### TEXT SECTION
Aranui 5Compagnie Polynésienne de Transport Maritime (CPTM), who operate the South Pacific island supply ship Aranui 3 from Papéeté to the Marquesas and Tuamotu Islands, have announced that their new Aranui 5 (see image above) will make her maiden voyage from Papéeté on June 6, 2015. The Aranui 5, which is beiong built in China, will replace the present ship and will have additional capacity as well as more facilities for passengers. Details will follow later but below is a detailed outline of the usual itinerary. For further details please call Miri Lopusna at the Cruise People Ltd in London or e-mail cruise@cruisepeople.co.uk.

    Day 1: Departure from Papeete dock at 10:30 am

Day 2: Fakarava is the largest atoll in the Tuamotu. There is snorkeling and scuba diving for people of all levels. You can swim and snorkel in the translucent lagoon to watch the colourful ballet of tropical lagoon fish. The entire morning will be spent on shore. Lunch will be served on board while we set sail for the Marquesas.

### RAW RECORDS
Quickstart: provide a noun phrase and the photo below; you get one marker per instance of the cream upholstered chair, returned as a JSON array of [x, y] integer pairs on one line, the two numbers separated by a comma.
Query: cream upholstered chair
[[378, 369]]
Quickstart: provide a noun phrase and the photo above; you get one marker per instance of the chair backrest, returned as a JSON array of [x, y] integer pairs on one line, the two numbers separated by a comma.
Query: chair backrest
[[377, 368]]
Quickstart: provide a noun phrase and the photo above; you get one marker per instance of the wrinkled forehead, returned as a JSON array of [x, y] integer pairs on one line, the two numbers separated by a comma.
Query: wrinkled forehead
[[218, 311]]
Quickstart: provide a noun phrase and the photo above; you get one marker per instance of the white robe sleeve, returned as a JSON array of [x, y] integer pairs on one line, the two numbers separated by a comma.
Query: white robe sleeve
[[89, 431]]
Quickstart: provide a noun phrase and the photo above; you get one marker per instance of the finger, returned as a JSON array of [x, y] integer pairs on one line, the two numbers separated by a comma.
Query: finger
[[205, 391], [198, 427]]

### SET TASK 1
Rewrite the Aranui 5 text above, starting with "Day 1: Departure" and going on through "for the Marquesas.", and switch "morning" to "afternoon".
### SET TASK 2
Translate this sentence from the Aranui 5 text into Spanish: "The entire morning will be spent on shore."

### RESULT 1
Day 1: Departure from Papeete dock at 10:30 am

Day 2: Fakarava is the largest atoll in the Tuamotu. There is snorkeling and scuba diving for people of all levels. You can swim and snorkel in the translucent lagoon to watch the colourful ballet of tropical lagoon fish. The entire afternoon will be spent on shore. Lunch will be served on board while we set sail for the Marquesas.

### RESULT 2
Toda la mañana se pasará en tierra.